• Assigned task A
Answer these questions from the profile of Professor Murray, one answer per line, marked (i), (ii), (iii) to match:
(i) Which university awarded Murray his Ph.D.?
(ii) Since what year has he been an assistant professor at Mercy College?
(iii) What four kinds of primary sources does his traveling usually turn up?
• Assigned task B
Pick up the profile of Professor Murray after its final sentence and write the next few paragraphs.
==== Exercise text ====
Murray Seeks Out the Past To Understand The Present

Murray Seeks Out the Past To Understand The Present

Historians don’t just study history, they construct it. They puzzle pieces into meanings. They make sense of other times, other nations, other people. In this case, African-American history in the 19th century. 

Prof. Robert Murray is a U.S. history professor by day, and a U.S. historian by night. He comes from Midway Kentucky, where he attended Center College for his undergraduate degree. He later earned a master’s degree at Virginia Tech, and a Ph.D. at the University of Kentucky.  

Murray has been an assistant professor at Mercy College since 2015. He specifically teaches African-American history from the 19th century, focusing on race theory.

“I wanted to do African-American history because I wanted to better understand the United States and the racial dynamic of systematic racism in history.” 

Murray started off as a historian where he studied the 19th century, and later on drifted into African-American history because he wanted to better understand the country’s history.

“I study race as a social construction. Race is something creative by society.” 

“Race claims to be something that is inherited, hence the racial history of the United States, though there’s no biological definition of race.” 

Murray’s reason for studying racial history in America is because he believes that this debate is central to understanding the history and development of the United States and how it got to where it’s at today. 

The more I went into graduate school, the more I realized one of the best ways to understand American history was through the African-American history.”

With a different perspective than some, being a historian involves lots of travel and very little textbooks. “Textbooks are dreadful. As a historian, we offer an interpretation of the past as well as textbooks but they don’t offer that dialogue and debate and discourse.” 

“Textbooks have a problem in terms of how we teach history, as this is the history, as historians don’t really claim that.” 

The traveling involves finding primary sources which are products from a certain time period that are connected to the person Murray is studying. This usually includes diaries, journals, artifacts and letters written by the person being studied. Since Murray only studies the 19th century, all the people he studies are deceased.

“To have those stories preserved, it requires privilege and power, and for non-whites, that has historically been a problem in the United States.”
==== Extracted material ====
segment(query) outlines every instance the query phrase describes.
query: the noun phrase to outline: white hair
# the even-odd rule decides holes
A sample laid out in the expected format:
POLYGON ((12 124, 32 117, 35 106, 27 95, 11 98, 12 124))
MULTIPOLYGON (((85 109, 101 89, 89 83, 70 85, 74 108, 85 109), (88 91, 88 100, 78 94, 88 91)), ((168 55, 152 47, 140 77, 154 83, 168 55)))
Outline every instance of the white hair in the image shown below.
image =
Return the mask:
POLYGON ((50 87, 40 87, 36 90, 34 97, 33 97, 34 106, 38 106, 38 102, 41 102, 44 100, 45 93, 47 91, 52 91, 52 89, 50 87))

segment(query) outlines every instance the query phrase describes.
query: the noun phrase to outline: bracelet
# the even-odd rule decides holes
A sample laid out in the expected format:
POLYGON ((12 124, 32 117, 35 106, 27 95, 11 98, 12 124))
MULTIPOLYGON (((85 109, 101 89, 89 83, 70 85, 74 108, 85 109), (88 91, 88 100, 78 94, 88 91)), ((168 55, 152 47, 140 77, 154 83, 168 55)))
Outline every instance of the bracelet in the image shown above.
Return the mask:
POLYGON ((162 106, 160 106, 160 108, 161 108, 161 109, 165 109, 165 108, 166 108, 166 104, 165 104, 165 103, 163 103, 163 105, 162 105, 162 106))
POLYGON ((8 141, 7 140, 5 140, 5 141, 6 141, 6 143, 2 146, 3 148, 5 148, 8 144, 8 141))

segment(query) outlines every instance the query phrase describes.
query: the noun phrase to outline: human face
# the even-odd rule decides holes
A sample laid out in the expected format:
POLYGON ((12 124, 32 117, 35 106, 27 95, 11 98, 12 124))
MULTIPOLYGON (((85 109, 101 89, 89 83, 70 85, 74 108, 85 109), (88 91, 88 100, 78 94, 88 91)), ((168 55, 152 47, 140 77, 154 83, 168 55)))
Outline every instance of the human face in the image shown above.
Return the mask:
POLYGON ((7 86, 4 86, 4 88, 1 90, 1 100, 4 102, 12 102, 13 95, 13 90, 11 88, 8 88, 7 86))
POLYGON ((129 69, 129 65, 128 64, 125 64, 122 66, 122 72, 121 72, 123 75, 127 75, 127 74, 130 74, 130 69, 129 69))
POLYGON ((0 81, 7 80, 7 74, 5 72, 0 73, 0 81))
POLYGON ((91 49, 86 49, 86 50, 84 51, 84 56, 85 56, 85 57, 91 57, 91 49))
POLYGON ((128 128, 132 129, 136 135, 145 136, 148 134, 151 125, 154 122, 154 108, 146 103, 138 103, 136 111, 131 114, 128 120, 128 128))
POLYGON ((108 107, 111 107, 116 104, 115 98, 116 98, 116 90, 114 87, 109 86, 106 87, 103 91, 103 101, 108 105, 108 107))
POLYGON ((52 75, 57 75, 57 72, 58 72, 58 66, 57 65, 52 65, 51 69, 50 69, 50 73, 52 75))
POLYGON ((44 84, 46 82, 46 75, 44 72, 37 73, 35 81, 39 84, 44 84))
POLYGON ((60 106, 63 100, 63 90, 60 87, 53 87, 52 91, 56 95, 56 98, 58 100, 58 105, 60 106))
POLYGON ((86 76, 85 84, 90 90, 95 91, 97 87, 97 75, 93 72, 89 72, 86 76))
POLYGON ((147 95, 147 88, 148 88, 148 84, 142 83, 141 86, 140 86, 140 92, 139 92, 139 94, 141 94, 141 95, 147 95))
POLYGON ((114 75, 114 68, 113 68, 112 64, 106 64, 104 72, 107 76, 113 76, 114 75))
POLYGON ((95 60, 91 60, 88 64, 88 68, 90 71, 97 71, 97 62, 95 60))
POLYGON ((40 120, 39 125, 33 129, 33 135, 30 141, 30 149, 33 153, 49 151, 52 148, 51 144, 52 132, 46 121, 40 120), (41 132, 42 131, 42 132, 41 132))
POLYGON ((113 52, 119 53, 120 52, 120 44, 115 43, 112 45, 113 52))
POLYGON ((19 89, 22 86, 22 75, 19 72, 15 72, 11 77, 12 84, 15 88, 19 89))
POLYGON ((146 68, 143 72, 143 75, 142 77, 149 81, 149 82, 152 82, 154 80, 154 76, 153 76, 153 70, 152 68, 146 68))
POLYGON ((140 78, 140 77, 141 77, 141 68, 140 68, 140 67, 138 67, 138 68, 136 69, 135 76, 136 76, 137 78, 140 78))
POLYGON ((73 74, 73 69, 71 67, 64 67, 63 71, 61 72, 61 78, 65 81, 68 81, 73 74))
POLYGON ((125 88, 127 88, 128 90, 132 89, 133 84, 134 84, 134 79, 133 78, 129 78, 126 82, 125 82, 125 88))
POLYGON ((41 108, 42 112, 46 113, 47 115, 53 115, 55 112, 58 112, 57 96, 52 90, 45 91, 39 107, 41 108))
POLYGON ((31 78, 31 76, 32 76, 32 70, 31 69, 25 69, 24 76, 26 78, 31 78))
====
• Output A
(i) The University of Kentucky
(ii) 2015
(iii) Diaries, journals, artifacts and letters

• Output B
Murray says that the people he studies are formerly enslaved African-Americans who aren’t even considered a person but more of a property by the government of the country.  

Murray’s inspiration to write his article “Bodies in Motion,” was to write on African-Americans who are not spoken about today. He wrote about Samuel McGill, the first black man to graduate from an American medical school, around the same time when many African-Americans were getting rejected to study due to race. 

The primary focus within the article is exploring McGill’s shifting racial identity. He was born in America but moved back and forth to Liberia, depending on where he was living at the time and where he had come from. Most recently, his perceived racial identity shifted. In order for Murray to write this article to his best ability, he had to take a trip to The Maryland Historical Society, The Friends Library which is located in Swordsman College in Pennsylvania and Dartmouth College in Vermont. Murray said that he had to go to Dartmouth and pulled McGrill’s transcript along with his thesis and degree referral to prove that he had graduated from that institution.

 “The whole trip to Dartmouth was to prove that he did get a degree and he is indeed, the first African-American to graduate from a American medical school.” 

“If you go on Wikipedia, they claim that the first African-American to graduate from a American medical institution David Jones Peck, and it’s not.”

Peck graduated from Rush Medical College in Chicago in 1847.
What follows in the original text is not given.